Belge Bölümü:
- - - - - - -

- Kategori
- Bilim
Makinelerin Makinesi miyiz?
-
“Büyüyün ve çoğalın dedik, makineler de büyüyüp çoğaldılar. Bizim için çalışacaklarına söz vermiştiler. Şimdi biz onlar için çalışıyoruz. Biz makinelerimizin makineleriyiz. Onlar masum olduklarını iddia ediyorlar. Ve bunda haklılar.”
Eduardo Galeano
İlkin merak oluşur: “Acaba nasıl bir ürün?”
Ardından istek: “Kullansam mı?”
Ve sonra eylem gerçekleşir: “Ben de istiyorum!”
İnsana gereksinimi olmayan bir ürünü şiddetle istetmek ve olmayan satın alma gücüyle ona satmayı başarmak öyküsünden söz etmek istiyorum, daha doğrusu iç içe geçmiş öykülerden. Siz buna kredi kartları ile henüz kazanılmamış paraları harcatmak öyküsü de diyebilirsiniz. Üstelik gerçekte var olmayan gereksinimler için. Makineler dünyasına hoş geldiniz..!
Düşünün… Çok değil, on yıl öncesine kadar yaşamınızda olmayan ancak bugün onlarsız yapamadığınız ürünler var mı? Neler? On yıl öncesine kadar onlarsız nasıl yaşıyordunuz? Şimdi niçin satın alıyorsunuz? Ya da niçin satın almaya itiliyorsunuz? Çünkü makineler var. Çünkü makineler büyüdüler ve çoğaldılar. Çünkü ürettikleri ürünler gereksinimlerden fazla. Yâni arz, talepten fazla. Bu arzı eritmek gerekiyor. Kim eritecek? Siz! Kim için..? Kim bilir, makineler masum oldukları iddiasındalar.

- - - - - - -

Konum belirleme kayıtları
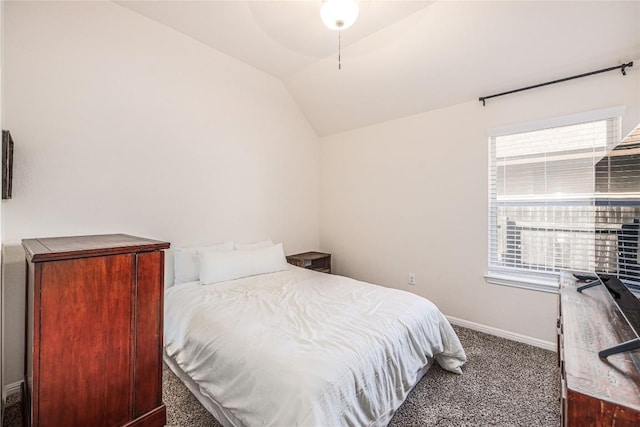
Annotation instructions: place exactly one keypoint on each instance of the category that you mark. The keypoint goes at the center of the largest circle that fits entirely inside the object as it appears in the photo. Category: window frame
(514, 277)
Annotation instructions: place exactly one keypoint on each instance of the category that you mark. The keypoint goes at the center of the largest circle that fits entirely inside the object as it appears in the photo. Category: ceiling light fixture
(339, 15)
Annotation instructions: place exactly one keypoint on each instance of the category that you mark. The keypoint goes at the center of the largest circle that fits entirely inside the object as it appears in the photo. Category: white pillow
(222, 266)
(185, 261)
(251, 246)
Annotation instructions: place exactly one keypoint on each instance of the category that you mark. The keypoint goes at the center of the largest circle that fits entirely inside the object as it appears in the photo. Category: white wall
(411, 195)
(123, 125)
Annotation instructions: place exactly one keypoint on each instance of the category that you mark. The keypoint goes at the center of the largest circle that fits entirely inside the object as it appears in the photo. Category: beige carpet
(504, 384)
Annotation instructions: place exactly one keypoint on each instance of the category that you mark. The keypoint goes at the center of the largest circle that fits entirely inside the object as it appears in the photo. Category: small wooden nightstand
(317, 261)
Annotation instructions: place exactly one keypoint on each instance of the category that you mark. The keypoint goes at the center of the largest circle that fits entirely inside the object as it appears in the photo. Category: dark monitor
(629, 306)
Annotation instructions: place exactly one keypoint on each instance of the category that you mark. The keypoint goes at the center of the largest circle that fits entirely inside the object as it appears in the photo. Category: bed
(295, 347)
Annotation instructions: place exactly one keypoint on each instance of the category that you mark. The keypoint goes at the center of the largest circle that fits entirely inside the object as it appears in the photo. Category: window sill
(539, 284)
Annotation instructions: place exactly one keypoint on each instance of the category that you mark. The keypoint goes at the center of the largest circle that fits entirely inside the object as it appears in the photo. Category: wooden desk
(595, 392)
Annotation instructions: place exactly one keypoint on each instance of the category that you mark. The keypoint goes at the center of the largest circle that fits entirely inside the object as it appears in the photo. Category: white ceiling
(405, 57)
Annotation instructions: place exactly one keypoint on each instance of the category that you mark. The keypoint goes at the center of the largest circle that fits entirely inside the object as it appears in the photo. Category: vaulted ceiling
(406, 57)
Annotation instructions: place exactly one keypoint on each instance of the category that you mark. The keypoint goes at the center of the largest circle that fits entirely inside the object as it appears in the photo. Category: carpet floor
(505, 383)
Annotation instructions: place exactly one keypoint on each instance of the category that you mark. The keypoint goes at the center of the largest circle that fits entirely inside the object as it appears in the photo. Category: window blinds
(563, 198)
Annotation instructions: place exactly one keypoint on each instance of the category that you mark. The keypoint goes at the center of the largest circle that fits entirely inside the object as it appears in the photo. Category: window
(562, 197)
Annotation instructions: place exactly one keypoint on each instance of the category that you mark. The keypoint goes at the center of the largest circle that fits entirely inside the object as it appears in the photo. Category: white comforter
(300, 348)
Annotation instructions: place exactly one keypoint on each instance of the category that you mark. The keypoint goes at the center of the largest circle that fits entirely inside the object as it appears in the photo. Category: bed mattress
(301, 348)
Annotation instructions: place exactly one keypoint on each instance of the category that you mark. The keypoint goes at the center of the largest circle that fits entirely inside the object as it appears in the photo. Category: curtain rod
(621, 67)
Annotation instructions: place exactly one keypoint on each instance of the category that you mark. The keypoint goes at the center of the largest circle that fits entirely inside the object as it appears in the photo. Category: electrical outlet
(411, 279)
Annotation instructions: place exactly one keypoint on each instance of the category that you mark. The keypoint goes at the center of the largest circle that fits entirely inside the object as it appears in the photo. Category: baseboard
(13, 388)
(547, 345)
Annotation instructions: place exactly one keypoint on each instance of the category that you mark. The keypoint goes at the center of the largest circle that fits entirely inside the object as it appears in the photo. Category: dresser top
(57, 248)
(591, 322)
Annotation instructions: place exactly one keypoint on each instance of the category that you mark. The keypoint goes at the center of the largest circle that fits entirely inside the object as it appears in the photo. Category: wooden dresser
(318, 261)
(595, 392)
(94, 319)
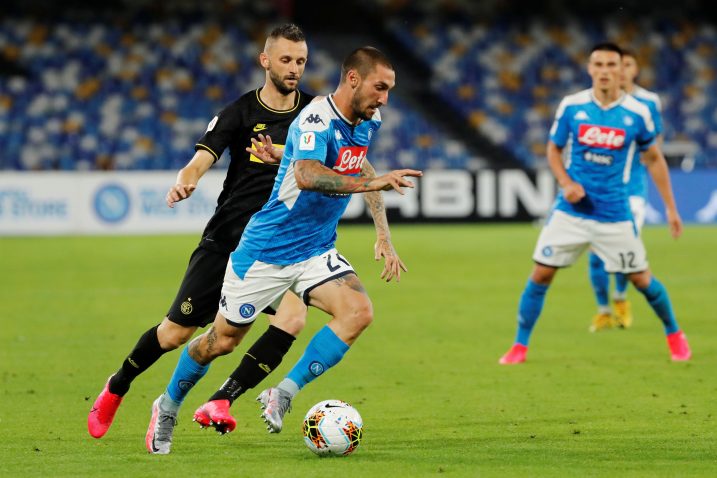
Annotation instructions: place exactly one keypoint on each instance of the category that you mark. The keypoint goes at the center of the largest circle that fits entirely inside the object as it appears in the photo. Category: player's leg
(265, 355)
(623, 251)
(331, 285)
(561, 242)
(194, 306)
(623, 308)
(249, 287)
(529, 308)
(658, 298)
(600, 281)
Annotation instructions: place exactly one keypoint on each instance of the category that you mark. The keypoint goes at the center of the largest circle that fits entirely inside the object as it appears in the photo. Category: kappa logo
(246, 310)
(601, 136)
(316, 368)
(313, 119)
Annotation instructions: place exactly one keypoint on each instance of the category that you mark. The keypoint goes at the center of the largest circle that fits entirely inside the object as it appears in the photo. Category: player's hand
(573, 192)
(675, 222)
(179, 192)
(393, 265)
(265, 150)
(394, 180)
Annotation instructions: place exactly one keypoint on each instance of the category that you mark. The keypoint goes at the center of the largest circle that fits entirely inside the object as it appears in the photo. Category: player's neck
(606, 97)
(342, 100)
(272, 98)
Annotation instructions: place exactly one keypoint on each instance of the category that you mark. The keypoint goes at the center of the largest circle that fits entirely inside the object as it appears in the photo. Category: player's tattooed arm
(383, 247)
(374, 201)
(314, 176)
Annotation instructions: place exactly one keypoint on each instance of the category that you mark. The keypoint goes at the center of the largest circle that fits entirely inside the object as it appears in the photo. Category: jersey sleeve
(220, 132)
(656, 110)
(561, 126)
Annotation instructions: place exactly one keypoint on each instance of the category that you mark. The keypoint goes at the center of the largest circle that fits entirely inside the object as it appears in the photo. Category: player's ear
(353, 78)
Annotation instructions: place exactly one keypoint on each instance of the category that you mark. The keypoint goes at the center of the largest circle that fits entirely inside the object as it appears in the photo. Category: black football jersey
(249, 181)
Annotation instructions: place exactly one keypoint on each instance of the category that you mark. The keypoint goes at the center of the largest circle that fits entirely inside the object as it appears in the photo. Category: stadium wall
(51, 203)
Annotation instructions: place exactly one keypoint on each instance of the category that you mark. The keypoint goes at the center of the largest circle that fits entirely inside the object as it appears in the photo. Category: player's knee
(641, 280)
(362, 314)
(172, 336)
(291, 323)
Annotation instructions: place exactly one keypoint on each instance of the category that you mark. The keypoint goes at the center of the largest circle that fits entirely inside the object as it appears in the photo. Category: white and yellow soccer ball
(332, 428)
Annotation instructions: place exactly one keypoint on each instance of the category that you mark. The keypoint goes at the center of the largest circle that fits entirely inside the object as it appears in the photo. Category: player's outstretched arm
(657, 167)
(189, 176)
(265, 150)
(311, 175)
(383, 248)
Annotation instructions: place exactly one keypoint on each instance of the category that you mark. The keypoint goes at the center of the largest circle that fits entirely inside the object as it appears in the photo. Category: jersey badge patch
(307, 141)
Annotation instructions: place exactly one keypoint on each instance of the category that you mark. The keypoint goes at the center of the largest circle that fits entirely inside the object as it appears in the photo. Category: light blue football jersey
(638, 176)
(295, 225)
(601, 144)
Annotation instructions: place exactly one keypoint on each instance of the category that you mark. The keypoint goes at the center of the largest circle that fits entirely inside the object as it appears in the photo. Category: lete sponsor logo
(350, 159)
(601, 136)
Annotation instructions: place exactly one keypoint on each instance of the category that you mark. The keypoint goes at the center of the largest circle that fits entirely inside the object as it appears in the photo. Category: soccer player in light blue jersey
(289, 243)
(600, 129)
(621, 315)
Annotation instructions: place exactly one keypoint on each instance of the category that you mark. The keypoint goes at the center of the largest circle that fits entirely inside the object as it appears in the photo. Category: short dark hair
(290, 31)
(630, 53)
(364, 60)
(607, 46)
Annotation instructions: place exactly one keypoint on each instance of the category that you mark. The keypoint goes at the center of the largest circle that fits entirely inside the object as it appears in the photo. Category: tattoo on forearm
(321, 179)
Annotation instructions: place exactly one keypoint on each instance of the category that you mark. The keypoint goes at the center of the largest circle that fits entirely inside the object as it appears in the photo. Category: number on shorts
(628, 260)
(334, 268)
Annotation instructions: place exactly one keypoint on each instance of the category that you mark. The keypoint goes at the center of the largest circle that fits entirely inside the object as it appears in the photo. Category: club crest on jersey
(350, 160)
(601, 136)
(307, 141)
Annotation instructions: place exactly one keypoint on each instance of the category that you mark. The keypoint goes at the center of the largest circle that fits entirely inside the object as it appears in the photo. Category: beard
(279, 83)
(360, 111)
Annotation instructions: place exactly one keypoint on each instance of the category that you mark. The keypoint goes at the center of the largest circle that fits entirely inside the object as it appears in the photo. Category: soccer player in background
(601, 125)
(289, 244)
(637, 192)
(268, 111)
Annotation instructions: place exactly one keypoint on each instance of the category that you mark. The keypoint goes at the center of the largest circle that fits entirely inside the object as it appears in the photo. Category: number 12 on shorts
(627, 260)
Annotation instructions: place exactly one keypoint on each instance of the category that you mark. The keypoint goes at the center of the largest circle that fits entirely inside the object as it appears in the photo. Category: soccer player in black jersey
(265, 113)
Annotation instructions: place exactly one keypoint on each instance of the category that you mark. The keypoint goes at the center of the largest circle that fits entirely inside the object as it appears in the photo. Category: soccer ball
(332, 428)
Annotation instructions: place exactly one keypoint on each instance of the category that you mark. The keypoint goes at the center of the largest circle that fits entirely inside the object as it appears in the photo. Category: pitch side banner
(47, 203)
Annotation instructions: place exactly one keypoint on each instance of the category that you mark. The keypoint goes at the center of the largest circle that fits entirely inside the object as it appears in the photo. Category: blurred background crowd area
(132, 84)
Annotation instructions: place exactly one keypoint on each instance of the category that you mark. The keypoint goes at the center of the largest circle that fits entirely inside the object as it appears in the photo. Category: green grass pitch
(424, 376)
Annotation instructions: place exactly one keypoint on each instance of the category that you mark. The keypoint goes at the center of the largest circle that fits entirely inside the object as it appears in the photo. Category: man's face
(629, 71)
(286, 63)
(605, 69)
(372, 91)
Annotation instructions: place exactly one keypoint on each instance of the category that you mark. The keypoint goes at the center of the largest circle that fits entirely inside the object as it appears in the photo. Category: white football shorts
(638, 205)
(264, 285)
(565, 237)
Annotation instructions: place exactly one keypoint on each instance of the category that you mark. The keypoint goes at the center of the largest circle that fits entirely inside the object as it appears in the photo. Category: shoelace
(165, 426)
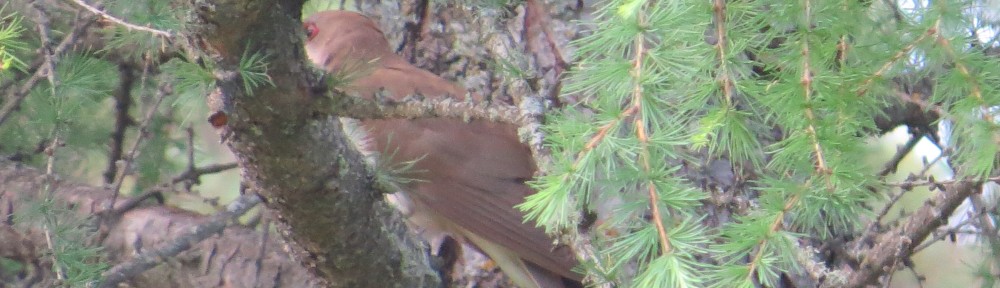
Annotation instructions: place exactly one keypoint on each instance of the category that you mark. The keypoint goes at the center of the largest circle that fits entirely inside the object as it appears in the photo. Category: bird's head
(337, 38)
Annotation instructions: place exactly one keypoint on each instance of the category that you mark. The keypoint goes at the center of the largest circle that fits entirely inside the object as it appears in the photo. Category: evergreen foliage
(786, 94)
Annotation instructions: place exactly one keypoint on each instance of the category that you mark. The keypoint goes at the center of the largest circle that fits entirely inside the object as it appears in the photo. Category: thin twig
(163, 91)
(123, 103)
(188, 176)
(127, 25)
(419, 107)
(152, 257)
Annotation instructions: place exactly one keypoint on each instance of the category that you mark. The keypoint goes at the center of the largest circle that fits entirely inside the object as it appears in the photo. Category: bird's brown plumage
(471, 174)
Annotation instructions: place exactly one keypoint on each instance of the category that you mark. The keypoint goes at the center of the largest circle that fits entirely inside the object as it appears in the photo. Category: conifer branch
(863, 88)
(725, 81)
(642, 134)
(807, 89)
(976, 92)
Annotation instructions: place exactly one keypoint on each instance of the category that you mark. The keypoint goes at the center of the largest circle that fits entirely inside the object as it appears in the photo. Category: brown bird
(469, 175)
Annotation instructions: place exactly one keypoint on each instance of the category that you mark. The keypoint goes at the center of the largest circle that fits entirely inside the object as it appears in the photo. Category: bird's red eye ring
(311, 30)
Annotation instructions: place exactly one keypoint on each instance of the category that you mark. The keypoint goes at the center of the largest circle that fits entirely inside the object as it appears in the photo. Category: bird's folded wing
(479, 173)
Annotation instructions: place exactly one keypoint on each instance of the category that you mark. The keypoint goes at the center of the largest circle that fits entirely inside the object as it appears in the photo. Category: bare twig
(417, 107)
(123, 102)
(127, 25)
(151, 258)
(898, 242)
(188, 176)
(163, 91)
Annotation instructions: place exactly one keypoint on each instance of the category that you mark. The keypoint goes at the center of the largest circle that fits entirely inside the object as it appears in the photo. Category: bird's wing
(479, 173)
(479, 167)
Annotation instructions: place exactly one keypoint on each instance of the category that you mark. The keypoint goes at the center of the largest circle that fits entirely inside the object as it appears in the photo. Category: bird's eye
(311, 30)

- - - - - - -

Görev: Makineler ve tüketim üzerine olan metne göre şu üç ifadenin her birine evet ya da hayır deyin ve kararı belirleyen sözleri metinden birebir alıntılayın. 1. Makineler bizim için çalışacaklarına söz vermişti. 2. Makinelerin masum oldukları iddiasında haksız oldukları söylenir. 3. Arz, talepten azdır. Yalnızca metne dayanın.

Tam Yanıt:
1. Evet: "Bizim için çalışacaklarına söz vermiştiler."
2. Hayır: "Ve bunda haklılar."
3. Hayır: "Yâni arz, talepten fazla."